-- START Excerpted data --
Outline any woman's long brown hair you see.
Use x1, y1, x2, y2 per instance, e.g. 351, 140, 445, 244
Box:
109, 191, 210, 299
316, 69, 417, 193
-- END Excerpted data --
Put every line of the records into a Markdown table with the columns Row and Line, numbering the rows and leaving out blank lines.

## Output below:
| Row | Line |
|---|---|
| 1 | Outline any woman's long brown hair you see. |
| 2 | Use x1, y1, x2, y2 per instance, e.g. 351, 140, 445, 244 |
| 3 | Box: |
| 4 | 109, 191, 210, 299 |
| 5 | 316, 69, 417, 193 |